● What to do:
Continue the forum thread about wills and intestacy, picking up after its last post.

Just about my happiest moment as a lawyer: research showed that in Lousiana, the estate of a decedent could bring suit on behalf of *all* the potential beneficiaries. This would include the children. We had the grandmother bring an action in probate and then had the estate file the lawsuit on behalf of everyone. We then had everyone -- including the probate court and an ad litem -- admit that the settlement was a good one (the cult-leader's attorney was so eager to get the money that he agreed to the amount almost before we finished asking). After that, we put the money into the registry of the court and requested that a guardian be appointed to make sure that the money was invested safely and that children actually received the money. We also asked that the cult leader's friend get nothing.
The judge enjoyed that bit. So did the grandparents. The cult leader (who appeared to offer moral support for the mother), not so much.
The other "lawyer" had never bothered to check on the law in Lousiana reagrding the estate, and was caught unprepared with no real argument.
That case still gives me a warm feeling at night.
Dave1001
26th September 2006, 06:33 AM
Awesome story, NoZed.
This is a question out to all the lawyers, law students, and law autodidacts: how would you explain intestacy in your own words?
Thinking in CT
26th September 2006, 07:29 AM
Awesome story, NoZed.
This is a question out to all the lawyers, law students, and law autodidacts: how would you explain intestacy in your own words?
Dying without a valid will.
Dave1001
26th September 2006, 07:43 AM
Dying without a valid will.
My chapter title on intestacy is "Intestacy: An Estate Plan By Default". The default is just that your property is distributed to your closest relatives, right? But along a parentilinial type way I believe. I need to read over that and make sure I understand it.
Darat
26th September 2006, 07:49 AM
...snip...
Let this be a lesson for anyone who drafts wills and trusts: Don't assume that people will die in the "right" order.
"Don't assume that people will die in the 'right' order." - Hmm if you weren't a high-fa-luting lawyer I'd suggest that sounds like you were saying you should plan so people do die in the right order.... ;)
Darat
26th September 2006, 07:51 AM
Ah, well what I learned in class today could be useful. To reduce odds of a lawsuit, one could include a noncontest clause where the beneficiary gets nothing if they contest the will, but gets a modest garunteed sum if they don't contest the will.
Can you put such a clause in a will? Or rather since obviously you can write such a clause - would it be enforceable?

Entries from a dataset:
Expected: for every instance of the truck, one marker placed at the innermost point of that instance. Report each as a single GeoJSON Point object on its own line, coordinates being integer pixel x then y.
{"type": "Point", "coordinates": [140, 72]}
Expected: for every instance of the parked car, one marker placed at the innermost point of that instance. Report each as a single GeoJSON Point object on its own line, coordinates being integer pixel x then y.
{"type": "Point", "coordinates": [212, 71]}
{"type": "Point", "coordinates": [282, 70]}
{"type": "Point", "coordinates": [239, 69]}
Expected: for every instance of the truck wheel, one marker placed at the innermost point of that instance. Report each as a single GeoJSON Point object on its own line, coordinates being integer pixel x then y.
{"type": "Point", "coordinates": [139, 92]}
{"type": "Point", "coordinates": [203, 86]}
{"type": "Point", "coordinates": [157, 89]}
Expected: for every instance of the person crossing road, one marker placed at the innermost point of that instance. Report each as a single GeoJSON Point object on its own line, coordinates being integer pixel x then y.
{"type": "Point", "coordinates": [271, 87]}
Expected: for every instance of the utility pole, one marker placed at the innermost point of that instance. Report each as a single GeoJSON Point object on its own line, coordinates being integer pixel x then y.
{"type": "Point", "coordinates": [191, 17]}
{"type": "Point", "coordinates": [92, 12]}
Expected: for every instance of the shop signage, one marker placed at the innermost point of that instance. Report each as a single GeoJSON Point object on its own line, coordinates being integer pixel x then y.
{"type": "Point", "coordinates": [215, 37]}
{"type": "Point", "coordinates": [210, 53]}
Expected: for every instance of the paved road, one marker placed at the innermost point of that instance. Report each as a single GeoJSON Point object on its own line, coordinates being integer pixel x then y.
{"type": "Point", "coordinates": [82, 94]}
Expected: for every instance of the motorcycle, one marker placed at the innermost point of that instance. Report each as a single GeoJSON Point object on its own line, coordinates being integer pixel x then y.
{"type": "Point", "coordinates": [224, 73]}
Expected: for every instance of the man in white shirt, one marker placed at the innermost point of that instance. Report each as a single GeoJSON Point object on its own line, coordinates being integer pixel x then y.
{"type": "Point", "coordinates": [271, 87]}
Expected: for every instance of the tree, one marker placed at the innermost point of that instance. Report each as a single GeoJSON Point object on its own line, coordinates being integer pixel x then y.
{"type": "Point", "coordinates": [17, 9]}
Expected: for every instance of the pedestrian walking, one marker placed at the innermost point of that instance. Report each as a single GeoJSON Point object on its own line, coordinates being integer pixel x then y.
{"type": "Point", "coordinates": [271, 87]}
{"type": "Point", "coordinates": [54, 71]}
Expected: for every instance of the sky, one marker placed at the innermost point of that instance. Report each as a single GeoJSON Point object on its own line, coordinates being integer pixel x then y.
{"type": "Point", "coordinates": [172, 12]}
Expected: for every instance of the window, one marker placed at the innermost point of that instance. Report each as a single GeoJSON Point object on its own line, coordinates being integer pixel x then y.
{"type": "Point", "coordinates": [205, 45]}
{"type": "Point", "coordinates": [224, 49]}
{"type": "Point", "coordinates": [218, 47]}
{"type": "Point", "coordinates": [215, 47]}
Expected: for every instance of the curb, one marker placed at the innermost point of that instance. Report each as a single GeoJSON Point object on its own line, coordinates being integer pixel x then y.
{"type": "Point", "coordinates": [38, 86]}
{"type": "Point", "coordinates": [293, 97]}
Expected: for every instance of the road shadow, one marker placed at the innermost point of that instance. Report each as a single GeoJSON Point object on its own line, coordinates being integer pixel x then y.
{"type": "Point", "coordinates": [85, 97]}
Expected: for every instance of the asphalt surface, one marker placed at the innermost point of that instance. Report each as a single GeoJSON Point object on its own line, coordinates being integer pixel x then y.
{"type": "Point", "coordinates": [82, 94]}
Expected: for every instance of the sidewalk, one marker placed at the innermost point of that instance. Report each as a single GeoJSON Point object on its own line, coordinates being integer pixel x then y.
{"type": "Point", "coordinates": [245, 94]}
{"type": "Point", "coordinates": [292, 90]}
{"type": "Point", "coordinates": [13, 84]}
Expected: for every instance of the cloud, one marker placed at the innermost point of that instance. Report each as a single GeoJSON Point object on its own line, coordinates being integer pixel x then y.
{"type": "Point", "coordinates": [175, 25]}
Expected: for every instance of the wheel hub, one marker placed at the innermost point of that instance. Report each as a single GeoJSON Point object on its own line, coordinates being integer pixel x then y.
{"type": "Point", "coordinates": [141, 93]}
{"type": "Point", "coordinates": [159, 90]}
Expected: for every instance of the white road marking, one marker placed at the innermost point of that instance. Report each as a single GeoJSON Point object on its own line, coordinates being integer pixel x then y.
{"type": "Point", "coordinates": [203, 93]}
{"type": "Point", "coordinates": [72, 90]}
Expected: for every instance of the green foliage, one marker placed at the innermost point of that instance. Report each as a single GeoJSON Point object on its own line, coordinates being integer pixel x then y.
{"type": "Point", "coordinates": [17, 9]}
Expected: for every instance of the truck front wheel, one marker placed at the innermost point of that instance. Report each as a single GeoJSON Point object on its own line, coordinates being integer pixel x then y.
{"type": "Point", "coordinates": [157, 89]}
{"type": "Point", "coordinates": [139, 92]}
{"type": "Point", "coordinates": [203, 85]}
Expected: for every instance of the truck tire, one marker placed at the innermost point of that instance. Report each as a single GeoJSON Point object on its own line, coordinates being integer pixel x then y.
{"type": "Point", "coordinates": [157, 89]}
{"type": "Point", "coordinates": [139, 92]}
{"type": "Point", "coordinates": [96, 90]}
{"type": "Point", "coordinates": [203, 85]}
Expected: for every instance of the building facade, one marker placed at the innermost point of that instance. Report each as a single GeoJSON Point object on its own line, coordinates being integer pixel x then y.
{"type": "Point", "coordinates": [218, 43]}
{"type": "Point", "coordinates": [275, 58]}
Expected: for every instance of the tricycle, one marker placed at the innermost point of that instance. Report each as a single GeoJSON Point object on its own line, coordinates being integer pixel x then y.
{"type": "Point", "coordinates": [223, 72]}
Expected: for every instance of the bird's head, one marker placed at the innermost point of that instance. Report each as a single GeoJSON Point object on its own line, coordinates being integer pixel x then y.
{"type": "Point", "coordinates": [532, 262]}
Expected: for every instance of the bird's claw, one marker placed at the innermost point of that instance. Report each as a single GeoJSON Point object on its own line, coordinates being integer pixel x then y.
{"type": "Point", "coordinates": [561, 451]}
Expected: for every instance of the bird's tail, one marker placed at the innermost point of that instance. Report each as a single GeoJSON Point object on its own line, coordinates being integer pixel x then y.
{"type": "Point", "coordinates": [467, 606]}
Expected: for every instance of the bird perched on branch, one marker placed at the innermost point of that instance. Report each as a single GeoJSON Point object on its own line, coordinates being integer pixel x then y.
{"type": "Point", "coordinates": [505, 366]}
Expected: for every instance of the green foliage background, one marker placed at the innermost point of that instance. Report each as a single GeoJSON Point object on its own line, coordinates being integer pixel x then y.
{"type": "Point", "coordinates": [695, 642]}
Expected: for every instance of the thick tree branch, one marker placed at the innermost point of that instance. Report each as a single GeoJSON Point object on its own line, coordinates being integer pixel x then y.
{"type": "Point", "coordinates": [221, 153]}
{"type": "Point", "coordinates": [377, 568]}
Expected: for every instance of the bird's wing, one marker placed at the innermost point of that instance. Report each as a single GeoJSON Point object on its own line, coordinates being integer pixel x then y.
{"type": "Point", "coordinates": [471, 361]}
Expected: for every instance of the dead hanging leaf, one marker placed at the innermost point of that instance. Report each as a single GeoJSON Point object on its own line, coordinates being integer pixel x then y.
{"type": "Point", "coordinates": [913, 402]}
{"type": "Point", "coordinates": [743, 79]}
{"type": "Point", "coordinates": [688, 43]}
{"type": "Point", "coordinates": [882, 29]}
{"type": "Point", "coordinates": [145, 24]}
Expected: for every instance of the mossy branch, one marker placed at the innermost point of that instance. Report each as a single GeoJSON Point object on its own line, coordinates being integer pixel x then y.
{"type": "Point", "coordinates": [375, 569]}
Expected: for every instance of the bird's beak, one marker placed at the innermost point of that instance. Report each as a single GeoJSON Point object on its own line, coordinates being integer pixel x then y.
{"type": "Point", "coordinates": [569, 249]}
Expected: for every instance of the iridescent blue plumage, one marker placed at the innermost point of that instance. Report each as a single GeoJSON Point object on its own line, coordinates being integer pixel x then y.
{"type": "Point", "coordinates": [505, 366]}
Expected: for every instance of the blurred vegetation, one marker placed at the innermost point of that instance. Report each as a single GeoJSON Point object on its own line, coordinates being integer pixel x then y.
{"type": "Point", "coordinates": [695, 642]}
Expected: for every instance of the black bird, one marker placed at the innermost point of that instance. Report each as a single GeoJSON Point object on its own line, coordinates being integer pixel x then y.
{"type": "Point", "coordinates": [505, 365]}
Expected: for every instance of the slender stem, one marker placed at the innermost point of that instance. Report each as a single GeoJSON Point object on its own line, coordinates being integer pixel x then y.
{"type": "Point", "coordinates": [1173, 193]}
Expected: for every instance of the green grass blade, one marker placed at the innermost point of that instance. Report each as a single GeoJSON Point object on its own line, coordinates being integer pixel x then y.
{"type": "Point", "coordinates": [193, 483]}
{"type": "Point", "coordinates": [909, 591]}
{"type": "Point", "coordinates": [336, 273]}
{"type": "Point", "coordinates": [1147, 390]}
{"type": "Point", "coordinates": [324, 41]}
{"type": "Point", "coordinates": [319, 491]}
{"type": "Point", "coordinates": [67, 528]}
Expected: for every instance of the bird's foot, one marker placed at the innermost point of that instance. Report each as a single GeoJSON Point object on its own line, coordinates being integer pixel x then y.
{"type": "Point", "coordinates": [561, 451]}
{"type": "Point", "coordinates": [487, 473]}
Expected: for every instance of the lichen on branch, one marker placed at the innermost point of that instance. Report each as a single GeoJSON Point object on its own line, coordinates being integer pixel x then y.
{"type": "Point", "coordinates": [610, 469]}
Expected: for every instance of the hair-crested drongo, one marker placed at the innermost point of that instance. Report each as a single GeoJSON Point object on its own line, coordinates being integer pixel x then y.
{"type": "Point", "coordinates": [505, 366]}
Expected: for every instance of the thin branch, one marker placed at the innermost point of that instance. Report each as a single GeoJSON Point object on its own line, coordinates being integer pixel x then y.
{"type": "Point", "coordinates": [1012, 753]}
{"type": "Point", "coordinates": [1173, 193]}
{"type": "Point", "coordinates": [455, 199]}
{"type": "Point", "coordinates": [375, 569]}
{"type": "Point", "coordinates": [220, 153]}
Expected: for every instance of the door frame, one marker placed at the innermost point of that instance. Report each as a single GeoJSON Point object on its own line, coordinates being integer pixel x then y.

● Task answer:
NoZed Avenger
26th September 2006, 08:19 AM
My chapter title on intestacy is "Intestacy: An Estate Plan By Default". The default is just that your property is distributed to your closest relatives, right?
If there is no will, the state statutes on the subject will control. The laws vary somewhat by state regarding the order of preference, however, and the way the money is split.
Dave1001
26th September 2006, 08:48 AM
Can you put such a clause in a will? Or rather since obviously you can write such a clause - would it be enforceable?
I'm pretty sure no-contest clauses of some type are enforceable in every American jurisdiction, am I right?
Also, there must be some sort of model wills, trusts, and estates code. And I'm pretty sure it has an enforceable version of the no-contest clause that's allowed, too.
Dave1001
26th September 2006, 08:49 AM
If there is no will, the state statutes on the subject will control. The laws vary somewhat by state regarding the order of preference, however, and the way the money is split.
But they all determine that the money goes to relatives, right? spouse, kids, cousins, etc.
But is there some type of laughing beneficiary test, where if the relatives are so far removed, the money goes to the state, instead, in some or all jurisdictions?
Loss Leader
26th September 2006, 01:53 PM
Ha ha. Yeah, that initial conflict arising thing is a real b**ch, huh?
Try having three simultaneous divorce, alimony, and child custody and support proceedings in three states between the same parties. That's loads of fun. Of course, those aren't necessarily so much about conflict of laws questions as much as they are about personal and subject matter jurisdiction (and both kinds of jurisdiction questions arise, often at the same time, often with more than one state having jurisdiction) over distinct issues in the proceedings.
AS
Please. I just wrote a memo of law regarding an exception to an exception to an exception under the UCCJA or whatever the hell they're calling it these days. The mother and father had lived in NC. When the baby was 4 months old, the mother moved to NY and the father moved to FL. Thre months later, the father brought a custody proceeding in NC and the mother brought one in NY on the same day.
Needless to say, I won. Why? I'm just that good.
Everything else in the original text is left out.